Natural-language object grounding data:
Start of Block
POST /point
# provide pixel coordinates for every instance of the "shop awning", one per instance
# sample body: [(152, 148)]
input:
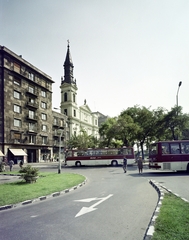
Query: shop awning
[(18, 152), (1, 154)]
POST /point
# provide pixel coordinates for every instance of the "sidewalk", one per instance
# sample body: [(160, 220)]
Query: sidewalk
[(7, 177)]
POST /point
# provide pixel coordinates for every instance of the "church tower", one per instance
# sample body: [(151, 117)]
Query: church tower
[(69, 89)]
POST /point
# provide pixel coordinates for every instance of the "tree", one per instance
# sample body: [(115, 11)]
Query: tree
[(145, 121), (107, 132), (83, 141)]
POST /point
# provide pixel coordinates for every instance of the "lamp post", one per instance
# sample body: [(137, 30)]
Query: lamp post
[(59, 154), (180, 83), (59, 165)]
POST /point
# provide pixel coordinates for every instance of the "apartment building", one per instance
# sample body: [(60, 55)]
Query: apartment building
[(26, 116)]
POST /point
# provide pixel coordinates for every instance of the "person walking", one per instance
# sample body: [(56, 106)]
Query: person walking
[(11, 163), (125, 164), (21, 164), (140, 165)]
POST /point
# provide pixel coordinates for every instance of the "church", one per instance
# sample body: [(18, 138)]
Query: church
[(81, 118)]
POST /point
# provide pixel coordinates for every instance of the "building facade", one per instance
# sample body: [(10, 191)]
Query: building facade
[(81, 118), (26, 119), (29, 129)]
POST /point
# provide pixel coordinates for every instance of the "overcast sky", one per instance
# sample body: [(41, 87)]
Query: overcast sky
[(125, 52)]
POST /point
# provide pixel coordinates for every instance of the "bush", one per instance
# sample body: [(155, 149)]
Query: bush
[(2, 166), (29, 173)]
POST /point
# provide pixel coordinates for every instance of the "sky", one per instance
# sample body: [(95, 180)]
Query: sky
[(125, 52)]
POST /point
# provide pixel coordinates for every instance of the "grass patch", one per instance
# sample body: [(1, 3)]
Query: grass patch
[(173, 220), (47, 183)]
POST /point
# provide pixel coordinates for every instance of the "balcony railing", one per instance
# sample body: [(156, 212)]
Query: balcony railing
[(33, 105)]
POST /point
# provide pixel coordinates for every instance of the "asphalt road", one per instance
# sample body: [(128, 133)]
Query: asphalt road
[(112, 205)]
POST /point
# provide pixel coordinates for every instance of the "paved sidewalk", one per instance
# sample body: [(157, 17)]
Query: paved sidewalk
[(8, 178)]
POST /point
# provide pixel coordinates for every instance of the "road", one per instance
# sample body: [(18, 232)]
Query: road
[(112, 205)]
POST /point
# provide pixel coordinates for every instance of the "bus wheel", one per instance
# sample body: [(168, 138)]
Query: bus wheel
[(187, 169), (114, 163), (78, 164)]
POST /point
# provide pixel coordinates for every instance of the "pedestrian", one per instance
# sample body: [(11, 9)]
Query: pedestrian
[(125, 164), (140, 165), (21, 164), (11, 163)]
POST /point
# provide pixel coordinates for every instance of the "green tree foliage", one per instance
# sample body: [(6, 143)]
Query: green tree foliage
[(145, 121), (107, 132)]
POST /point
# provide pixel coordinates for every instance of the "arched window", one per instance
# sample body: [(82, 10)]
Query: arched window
[(65, 97)]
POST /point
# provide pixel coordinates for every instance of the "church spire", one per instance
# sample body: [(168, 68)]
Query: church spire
[(68, 68)]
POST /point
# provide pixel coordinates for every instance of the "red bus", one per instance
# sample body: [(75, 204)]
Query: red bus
[(100, 156), (169, 155)]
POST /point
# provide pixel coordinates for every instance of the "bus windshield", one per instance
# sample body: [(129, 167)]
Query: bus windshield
[(100, 156), (169, 155)]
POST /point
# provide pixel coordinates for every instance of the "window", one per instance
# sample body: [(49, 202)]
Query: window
[(17, 137), (17, 82), (32, 139), (31, 89), (32, 127), (43, 105), (17, 122), (165, 148), (17, 108), (16, 67), (65, 97), (44, 128), (44, 116), (17, 94), (43, 93), (55, 121), (44, 140), (31, 114), (61, 123), (31, 76), (185, 147), (31, 100), (175, 148)]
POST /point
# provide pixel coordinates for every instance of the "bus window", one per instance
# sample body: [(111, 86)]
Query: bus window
[(153, 149), (185, 148), (175, 148), (165, 148)]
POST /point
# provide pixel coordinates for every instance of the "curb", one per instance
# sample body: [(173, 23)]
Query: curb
[(42, 198), (150, 230)]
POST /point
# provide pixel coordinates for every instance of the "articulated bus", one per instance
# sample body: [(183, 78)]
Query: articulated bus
[(169, 155), (101, 156)]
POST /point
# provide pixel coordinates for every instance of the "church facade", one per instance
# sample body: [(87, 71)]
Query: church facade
[(81, 118)]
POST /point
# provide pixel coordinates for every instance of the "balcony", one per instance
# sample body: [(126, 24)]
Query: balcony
[(32, 118), (32, 105), (33, 93)]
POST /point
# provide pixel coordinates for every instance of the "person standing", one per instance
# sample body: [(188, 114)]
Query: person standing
[(21, 164), (140, 165), (125, 164), (11, 163)]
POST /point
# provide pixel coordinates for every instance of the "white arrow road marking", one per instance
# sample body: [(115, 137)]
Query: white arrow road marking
[(87, 200), (85, 210)]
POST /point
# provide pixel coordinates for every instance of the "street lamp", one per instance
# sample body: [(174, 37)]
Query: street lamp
[(180, 83), (60, 137)]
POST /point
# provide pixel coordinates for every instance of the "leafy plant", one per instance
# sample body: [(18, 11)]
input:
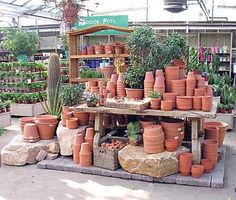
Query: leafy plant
[(134, 77)]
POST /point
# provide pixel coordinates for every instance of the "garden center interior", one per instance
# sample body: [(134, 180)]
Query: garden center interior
[(118, 100)]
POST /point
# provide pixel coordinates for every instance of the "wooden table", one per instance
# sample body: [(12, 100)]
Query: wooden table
[(194, 116)]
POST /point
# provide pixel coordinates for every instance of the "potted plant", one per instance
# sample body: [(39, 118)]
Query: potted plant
[(155, 99), (21, 43), (134, 80), (133, 131), (91, 99)]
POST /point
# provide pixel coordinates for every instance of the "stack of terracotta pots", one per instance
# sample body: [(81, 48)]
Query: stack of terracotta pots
[(222, 126), (120, 86), (85, 155), (184, 102), (153, 139), (210, 150), (159, 82), (178, 86), (24, 121), (185, 163), (79, 139), (30, 133), (173, 129), (172, 73), (89, 137), (148, 83), (190, 84), (47, 125)]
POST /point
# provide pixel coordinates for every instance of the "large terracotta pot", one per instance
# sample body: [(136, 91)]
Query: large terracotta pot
[(46, 130), (30, 133), (83, 118), (134, 93)]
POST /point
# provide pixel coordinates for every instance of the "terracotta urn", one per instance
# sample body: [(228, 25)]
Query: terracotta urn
[(83, 117), (72, 123), (30, 133), (197, 171)]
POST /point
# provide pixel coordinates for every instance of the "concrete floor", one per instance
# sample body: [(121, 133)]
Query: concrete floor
[(31, 183)]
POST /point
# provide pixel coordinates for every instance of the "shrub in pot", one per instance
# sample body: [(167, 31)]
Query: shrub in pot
[(134, 80)]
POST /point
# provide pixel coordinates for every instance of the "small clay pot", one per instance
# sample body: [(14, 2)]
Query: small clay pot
[(197, 171), (72, 123)]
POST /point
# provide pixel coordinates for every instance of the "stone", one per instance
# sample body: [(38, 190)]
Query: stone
[(41, 155), (54, 147), (17, 152), (66, 138), (133, 159), (52, 156)]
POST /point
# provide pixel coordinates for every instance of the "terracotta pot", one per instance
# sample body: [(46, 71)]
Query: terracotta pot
[(166, 105), (83, 118), (72, 123), (197, 171), (197, 103), (171, 144), (222, 129), (206, 103), (185, 163), (30, 133), (153, 139), (134, 93), (184, 102), (208, 165), (171, 97), (46, 130)]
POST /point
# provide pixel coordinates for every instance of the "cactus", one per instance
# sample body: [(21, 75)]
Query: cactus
[(53, 105)]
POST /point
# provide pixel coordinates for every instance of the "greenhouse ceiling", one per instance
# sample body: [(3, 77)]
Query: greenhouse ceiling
[(37, 12)]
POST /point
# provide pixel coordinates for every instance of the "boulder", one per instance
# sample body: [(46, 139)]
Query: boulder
[(133, 159), (66, 138), (17, 152)]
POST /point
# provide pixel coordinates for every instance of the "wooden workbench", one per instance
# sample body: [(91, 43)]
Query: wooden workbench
[(194, 116)]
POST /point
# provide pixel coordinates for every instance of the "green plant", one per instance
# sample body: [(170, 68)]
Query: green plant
[(19, 41), (72, 95), (154, 94), (143, 47), (134, 77), (133, 130)]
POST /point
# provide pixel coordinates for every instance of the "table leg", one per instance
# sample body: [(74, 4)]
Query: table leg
[(196, 145)]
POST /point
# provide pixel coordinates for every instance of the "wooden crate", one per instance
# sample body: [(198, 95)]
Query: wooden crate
[(106, 158)]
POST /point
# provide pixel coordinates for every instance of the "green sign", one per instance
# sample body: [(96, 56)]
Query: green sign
[(118, 20)]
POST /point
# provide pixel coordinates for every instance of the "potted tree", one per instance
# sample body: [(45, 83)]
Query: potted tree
[(21, 43), (134, 80)]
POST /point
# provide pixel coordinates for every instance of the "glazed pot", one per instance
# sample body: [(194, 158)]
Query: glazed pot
[(30, 133), (72, 123), (197, 171), (82, 117), (46, 130), (134, 93)]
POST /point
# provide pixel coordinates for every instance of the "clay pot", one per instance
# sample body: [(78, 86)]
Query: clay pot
[(222, 129), (153, 139), (206, 103), (208, 165), (184, 102), (155, 103), (170, 97), (197, 171), (185, 163), (30, 133), (134, 93), (171, 144), (46, 130), (166, 105), (83, 118), (197, 103)]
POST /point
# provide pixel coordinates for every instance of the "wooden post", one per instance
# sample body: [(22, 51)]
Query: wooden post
[(196, 146)]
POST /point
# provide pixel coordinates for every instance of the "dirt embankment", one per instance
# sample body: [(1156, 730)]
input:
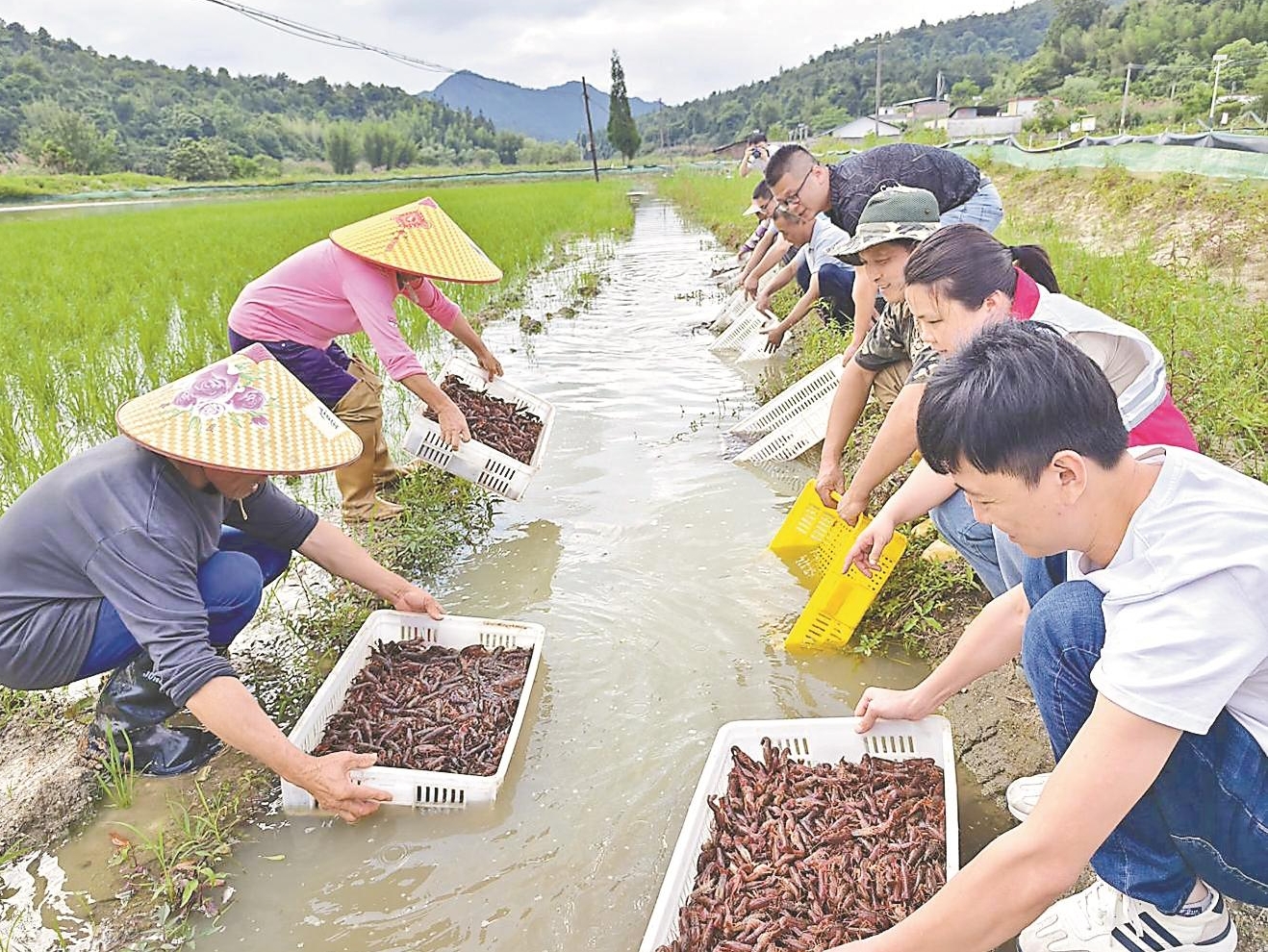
End of Block
** Exercise **
Look through the data above and return exactly the lines from the one that contains "Query: stone" to the one that contains "# sample body: [(74, 4)]", inclusive, with nothing else.

** Solution below **
Query: stone
[(41, 155), (54, 147), (17, 152), (66, 138), (133, 159), (52, 156)]
POST /point
# provide pixel coordinates for every instance of the "terracotta pot", one per instance
# sample body: [(46, 71)]
Query: terracotta pot
[(166, 105), (83, 118), (72, 123), (197, 171), (197, 103), (171, 144), (222, 129), (206, 103), (185, 163), (30, 133), (153, 139), (134, 93), (184, 102), (208, 165), (171, 97), (46, 130)]
POST /point
# provide pixel coordinates for every instance of the "cactus", one per instance
# sample body: [(21, 75)]
Query: cactus
[(53, 105)]
POST /point
# provide pixel coordinates for every instance of the "greenhouse ceiling", one per instance
# sample body: [(3, 77)]
Query: greenhouse ceiling
[(37, 12)]
POST /point
# provide pixel coordinates for every instance of the "boulder", one per instance
# sample body: [(46, 139)]
Query: boulder
[(133, 159), (66, 138), (17, 152)]
POST /point
# provide pixel coordinates for every instance of the "wooden workbench", one per instance
# sample body: [(91, 43)]
Query: wooden workbench
[(194, 116)]
POST /point
# provide pixel coordinates for every instance of the "green plant", one per instance
# sample body: [(170, 68)]
Query: green plant
[(19, 41), (72, 95), (154, 94), (143, 47), (134, 77), (133, 130)]
POST /point
# provide pixel coordinates for every instance of the "table leg", one per instance
# sample body: [(74, 4)]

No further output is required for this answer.